:: Task objective ::
Transcribe only what runs from the line including "Entity to detect: thick green leaf" through the last line of the entries, exactly as it appears.

:: Given data ::
══════════

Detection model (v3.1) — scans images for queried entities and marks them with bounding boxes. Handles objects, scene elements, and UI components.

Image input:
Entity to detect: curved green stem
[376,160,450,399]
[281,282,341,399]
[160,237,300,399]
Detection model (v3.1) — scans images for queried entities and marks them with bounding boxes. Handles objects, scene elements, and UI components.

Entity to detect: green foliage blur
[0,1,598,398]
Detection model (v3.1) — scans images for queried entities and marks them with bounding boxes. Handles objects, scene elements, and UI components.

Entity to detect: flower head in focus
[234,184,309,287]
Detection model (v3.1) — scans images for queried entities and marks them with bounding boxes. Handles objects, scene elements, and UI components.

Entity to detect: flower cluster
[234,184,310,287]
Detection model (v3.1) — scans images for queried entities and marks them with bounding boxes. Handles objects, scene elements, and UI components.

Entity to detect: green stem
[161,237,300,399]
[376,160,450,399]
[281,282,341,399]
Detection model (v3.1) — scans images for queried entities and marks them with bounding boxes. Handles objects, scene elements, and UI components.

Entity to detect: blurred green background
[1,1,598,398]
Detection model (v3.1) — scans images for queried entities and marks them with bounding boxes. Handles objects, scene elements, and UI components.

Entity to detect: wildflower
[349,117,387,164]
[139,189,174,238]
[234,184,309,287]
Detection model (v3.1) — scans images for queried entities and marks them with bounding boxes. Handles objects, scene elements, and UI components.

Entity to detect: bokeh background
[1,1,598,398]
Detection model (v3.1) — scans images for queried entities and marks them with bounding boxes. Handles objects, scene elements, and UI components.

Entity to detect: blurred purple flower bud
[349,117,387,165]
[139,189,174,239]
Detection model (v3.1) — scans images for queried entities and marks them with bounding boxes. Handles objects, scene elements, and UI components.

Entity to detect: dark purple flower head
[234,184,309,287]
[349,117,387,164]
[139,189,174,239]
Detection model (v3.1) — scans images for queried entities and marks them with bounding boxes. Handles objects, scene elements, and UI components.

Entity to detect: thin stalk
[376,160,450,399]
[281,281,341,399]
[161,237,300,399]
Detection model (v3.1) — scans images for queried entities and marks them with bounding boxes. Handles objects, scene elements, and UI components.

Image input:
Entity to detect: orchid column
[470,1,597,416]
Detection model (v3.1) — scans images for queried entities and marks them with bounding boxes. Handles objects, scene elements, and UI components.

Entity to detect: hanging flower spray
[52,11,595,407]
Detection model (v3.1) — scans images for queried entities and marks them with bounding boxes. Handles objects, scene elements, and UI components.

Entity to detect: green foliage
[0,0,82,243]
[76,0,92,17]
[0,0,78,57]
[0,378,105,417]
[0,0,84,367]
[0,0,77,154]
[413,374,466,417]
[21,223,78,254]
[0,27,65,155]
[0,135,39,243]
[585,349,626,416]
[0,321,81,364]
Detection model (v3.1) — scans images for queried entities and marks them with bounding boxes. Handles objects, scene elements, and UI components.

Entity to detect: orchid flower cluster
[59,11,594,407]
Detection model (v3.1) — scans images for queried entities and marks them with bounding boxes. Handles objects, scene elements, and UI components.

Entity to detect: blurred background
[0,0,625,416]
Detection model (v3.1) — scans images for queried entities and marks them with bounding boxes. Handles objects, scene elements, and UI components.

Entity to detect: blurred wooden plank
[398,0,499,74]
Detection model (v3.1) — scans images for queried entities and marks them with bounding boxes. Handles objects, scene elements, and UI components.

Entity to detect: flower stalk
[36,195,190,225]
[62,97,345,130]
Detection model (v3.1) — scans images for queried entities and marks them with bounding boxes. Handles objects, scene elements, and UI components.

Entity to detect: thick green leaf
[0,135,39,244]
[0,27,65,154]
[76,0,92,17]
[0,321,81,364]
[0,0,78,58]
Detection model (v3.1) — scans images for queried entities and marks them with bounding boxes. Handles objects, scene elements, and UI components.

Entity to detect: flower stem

══════════

:: Your response ::
Entity to detect: thick green leaf
[0,135,39,244]
[0,27,65,154]
[76,0,92,17]
[0,321,81,364]
[0,0,78,58]
Detection model (v3.1) — scans images for queried entities and marks them with bounding boxes. Handles objects, scene elements, and UI components.

Entity to detect: flower stem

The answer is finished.